YOUR INSTRUCTIONS: Copy the listing below word for word, leaving out the picture.

##### PROVIDED INFORMATION

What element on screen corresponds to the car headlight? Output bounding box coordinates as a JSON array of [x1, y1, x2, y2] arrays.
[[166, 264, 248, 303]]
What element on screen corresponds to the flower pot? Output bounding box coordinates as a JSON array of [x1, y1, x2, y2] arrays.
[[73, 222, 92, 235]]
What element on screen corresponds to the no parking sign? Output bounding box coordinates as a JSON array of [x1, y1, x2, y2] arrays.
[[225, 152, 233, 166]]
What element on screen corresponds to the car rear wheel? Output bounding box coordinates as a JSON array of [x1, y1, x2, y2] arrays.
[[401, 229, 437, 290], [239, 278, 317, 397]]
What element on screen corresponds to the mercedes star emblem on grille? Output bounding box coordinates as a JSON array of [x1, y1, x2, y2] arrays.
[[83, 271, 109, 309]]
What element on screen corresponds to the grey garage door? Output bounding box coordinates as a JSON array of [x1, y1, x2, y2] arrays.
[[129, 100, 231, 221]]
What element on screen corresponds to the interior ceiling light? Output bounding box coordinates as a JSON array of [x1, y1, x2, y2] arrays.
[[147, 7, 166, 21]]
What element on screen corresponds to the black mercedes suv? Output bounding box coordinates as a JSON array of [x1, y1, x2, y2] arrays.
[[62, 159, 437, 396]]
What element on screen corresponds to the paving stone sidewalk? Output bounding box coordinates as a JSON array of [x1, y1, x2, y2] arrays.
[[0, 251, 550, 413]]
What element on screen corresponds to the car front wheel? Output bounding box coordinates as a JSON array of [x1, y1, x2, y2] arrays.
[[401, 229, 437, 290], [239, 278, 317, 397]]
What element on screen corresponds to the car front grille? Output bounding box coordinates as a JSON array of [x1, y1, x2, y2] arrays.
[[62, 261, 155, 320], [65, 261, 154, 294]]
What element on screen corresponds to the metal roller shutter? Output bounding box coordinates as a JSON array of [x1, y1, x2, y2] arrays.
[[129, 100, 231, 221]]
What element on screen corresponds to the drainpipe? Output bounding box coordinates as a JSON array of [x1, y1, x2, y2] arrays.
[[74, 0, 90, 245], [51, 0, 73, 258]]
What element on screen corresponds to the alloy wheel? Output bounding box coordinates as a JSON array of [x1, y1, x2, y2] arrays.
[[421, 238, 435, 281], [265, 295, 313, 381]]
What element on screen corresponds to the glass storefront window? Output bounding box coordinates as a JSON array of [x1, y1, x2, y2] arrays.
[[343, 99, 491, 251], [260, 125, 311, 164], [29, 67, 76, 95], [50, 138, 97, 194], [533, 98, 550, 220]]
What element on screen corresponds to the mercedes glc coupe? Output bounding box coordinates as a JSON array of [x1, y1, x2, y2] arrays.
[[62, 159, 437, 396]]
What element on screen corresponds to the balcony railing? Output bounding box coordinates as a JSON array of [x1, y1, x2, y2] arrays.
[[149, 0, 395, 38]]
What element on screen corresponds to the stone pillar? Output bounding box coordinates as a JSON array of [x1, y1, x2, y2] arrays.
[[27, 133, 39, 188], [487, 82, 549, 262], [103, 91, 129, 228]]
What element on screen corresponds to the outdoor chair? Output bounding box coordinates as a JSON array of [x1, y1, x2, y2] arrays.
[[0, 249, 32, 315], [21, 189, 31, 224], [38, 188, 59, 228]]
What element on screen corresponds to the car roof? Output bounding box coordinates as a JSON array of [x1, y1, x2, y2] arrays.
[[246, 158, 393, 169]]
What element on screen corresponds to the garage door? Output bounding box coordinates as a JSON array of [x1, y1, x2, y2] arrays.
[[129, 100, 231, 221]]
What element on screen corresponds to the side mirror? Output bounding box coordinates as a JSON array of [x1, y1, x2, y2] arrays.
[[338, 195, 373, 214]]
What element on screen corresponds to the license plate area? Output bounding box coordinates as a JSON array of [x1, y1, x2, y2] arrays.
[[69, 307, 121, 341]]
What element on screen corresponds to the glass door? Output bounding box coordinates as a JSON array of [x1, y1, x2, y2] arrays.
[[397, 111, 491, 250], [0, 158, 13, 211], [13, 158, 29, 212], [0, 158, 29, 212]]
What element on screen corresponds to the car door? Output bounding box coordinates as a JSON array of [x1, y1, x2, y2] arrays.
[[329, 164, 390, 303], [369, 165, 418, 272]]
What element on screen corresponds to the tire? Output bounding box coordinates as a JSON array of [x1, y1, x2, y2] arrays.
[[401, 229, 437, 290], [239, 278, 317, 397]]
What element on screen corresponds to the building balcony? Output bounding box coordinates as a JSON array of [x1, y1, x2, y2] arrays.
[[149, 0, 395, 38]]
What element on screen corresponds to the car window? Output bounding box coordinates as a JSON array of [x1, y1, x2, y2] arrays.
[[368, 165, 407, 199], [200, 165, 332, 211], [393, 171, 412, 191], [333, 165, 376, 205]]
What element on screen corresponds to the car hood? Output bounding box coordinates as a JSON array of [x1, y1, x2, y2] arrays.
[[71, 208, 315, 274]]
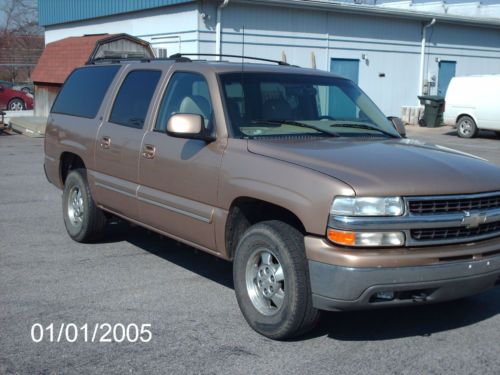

##########

SOLUTION TO THIS PROBLEM:
What element on screen corresponds to the car headlight? Output bounding box coordinates as a JSON array of [x1, y1, x2, y2] arrays.
[[166, 264, 248, 303]]
What element on screen corresponds to the flower pot? Output bounding box coordinates as a JSON array of [x1, y1, x2, y2] arrays.
[[73, 222, 92, 235]]
What element on screen corresponds to the no parking sign? Output bounding box coordinates as a JSON array of [x1, y1, x2, y2] arrays.
[[225, 152, 233, 166]]
What element on screen corresponds to the car rear wheel? Output bounding box coordinates as a JSON array of [x1, y1, x2, y2] arrays.
[[401, 229, 437, 290], [239, 278, 317, 397]]
What element on screen corresponds to the mercedes star emblem on grille? Output bounding box coordinates as a JSON array of [x1, y1, x2, y2] arrays.
[[83, 271, 109, 309]]
What element on screen corresponds to the grey garage door? Output bounding box coordinates as a JSON array of [x1, y1, x2, y2] arrays.
[[129, 100, 231, 221]]
What element on screen corresponds to the interior ceiling light? Output bounding box coordinates as a JSON array of [x1, y1, x2, y2] arrays.
[[147, 7, 166, 21]]
What element on screen corresponds to the black mercedes suv? Output bounding box coordinates as a JSON array of [x1, y1, x2, y2] arrays.
[[62, 159, 437, 396]]
What element on screen corresponds to the paving stone sidewalk? Output bounding box coordinates as a JSON array of [x1, y1, x2, y2] arrays.
[[0, 251, 550, 413]]
What element on screen corresponds to the car front wheel? Output bounding box coordinates as a JSON array of [x1, y1, x2, y2] arrays.
[[401, 229, 437, 290], [239, 278, 317, 397]]
What element on screen corresponds to the car front grille? Output bounding box coordinates as a JSON array of [x1, y1, x2, y2] arrays.
[[62, 261, 155, 320], [65, 261, 154, 294]]
What element on screen corresponds to the metal roller shutter? Output bounding box coordinates as a JSON array of [x1, y1, x2, y2] arrays.
[[129, 100, 231, 221]]
What element on screen corresponds to the drainpipe? Output bounding box coordinates as a JSON array of [x1, y1, x2, y2] arrays.
[[74, 0, 90, 245], [51, 0, 73, 258]]
What element on screen corresponds to the alloy wheel? Output bounding box coordinates as a JSON array of [x1, y1, x2, y2] arrays.
[[421, 238, 435, 281], [265, 295, 313, 381]]
What element on screen corresponds to the glass storefront window? Output bounding box coordinates as a JSON array of [x1, y1, x2, y2] arrays.
[[343, 99, 491, 251], [260, 125, 311, 164], [29, 67, 76, 95], [50, 138, 97, 194], [533, 98, 550, 220]]
What element on screen corresponds to the mercedes glc coupe? Output bounding box coordinates as a JSON array of [x1, y1, x2, y2] arrays.
[[62, 159, 437, 396]]
What element on screen corresponds to the balcony railing? Output bounding box coordinates as a JSON array of [x1, y1, x2, y2] arrays.
[[149, 0, 395, 38]]
What element on screen corresponds to the stone pillar? Output bounding box coordinates as a JSON array of [x1, y1, x2, y2] arrays.
[[27, 133, 39, 188], [487, 82, 549, 262], [103, 91, 129, 228]]
What element on screen corresponds to the outdoor chair? Output bounding box coordinates as a JSON array of [x1, y1, x2, y2] arrays.
[[0, 249, 32, 315], [21, 189, 31, 224], [38, 188, 59, 228]]
What element on screen corresponds to the car roof? Output bounding box coordinates as a JSON array of [x1, y1, x2, y2] arrays.
[[246, 158, 393, 169]]
What element on screen corresponds to the garage door? Output bounding box coordinates as a JSON array of [x1, y1, x2, y2] arrays.
[[129, 100, 231, 221]]
What element on screen corresponds to the side mirror? Output bounding box coordinates as a JSON array of [x1, y1, x2, y2] arrays.
[[338, 195, 373, 214]]
What element on screen corresponds to the license plate area? Output bounding box coordinates as a JSON array of [x1, y1, x2, y2] arrays.
[[69, 307, 121, 341]]
What element on screen corresponds to the glass door? Output bounding box coordinates as a JSON array of [x1, y1, x2, y2] arrays.
[[397, 111, 491, 250], [0, 158, 13, 211], [13, 158, 29, 212], [0, 158, 29, 212]]
What element on screen corresponds to the car door? Output bounding box coordinates as a JSON array of [x1, y1, x2, y2] arrays.
[[329, 164, 390, 303], [369, 165, 418, 272]]
What element on screen corresponds to the tire? Output bounding box coordinates as a JSON array of [x1, y1, x2, y2] arrays.
[[401, 229, 437, 290], [239, 278, 317, 397]]
What element on screen corresponds to the building balcony? Output bounding box coordinates as a JSON array of [x1, y1, x2, y2] arrays.
[[149, 0, 395, 38]]
What element on screen corresponds to the car window? Output bounding box coordinates as a JSON array of [x1, y1, x2, y2] arrays.
[[368, 165, 407, 199], [200, 165, 332, 211], [393, 171, 412, 191], [333, 165, 376, 205]]
What element on screen corresponds to the car hood? Output bounding box coordinates as a JSON array of [x1, y1, x2, y2] arrays.
[[71, 208, 315, 274]]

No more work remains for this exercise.